## WORK TASK
How many lines of the data contain the string "flower"? Write the number and nothing more.

## INFORMATION
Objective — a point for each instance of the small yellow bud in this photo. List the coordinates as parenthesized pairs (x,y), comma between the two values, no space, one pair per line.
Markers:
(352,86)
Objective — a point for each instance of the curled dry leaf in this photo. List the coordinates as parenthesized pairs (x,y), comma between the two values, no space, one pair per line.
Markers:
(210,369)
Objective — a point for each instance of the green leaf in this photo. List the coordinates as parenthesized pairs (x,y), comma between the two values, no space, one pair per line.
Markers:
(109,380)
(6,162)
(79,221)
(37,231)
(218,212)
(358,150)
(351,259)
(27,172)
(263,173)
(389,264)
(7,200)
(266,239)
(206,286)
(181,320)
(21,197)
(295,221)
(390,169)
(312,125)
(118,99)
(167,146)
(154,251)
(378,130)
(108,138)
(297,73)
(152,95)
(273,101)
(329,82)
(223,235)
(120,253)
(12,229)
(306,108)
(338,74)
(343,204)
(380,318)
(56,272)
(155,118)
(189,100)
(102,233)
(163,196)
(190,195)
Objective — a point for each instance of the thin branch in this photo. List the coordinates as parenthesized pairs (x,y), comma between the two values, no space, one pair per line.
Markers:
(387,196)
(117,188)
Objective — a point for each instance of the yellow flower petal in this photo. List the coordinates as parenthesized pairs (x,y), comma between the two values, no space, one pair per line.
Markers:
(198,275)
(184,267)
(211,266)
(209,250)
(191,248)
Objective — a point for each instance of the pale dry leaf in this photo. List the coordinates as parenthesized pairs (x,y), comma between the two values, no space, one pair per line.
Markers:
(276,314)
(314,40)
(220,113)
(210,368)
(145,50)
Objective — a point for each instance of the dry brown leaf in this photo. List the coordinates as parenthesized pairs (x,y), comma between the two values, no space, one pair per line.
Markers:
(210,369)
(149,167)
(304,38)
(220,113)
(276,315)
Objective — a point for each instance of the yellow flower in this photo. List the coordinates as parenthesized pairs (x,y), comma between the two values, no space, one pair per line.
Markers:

## RESULT FOR THIS TASK
2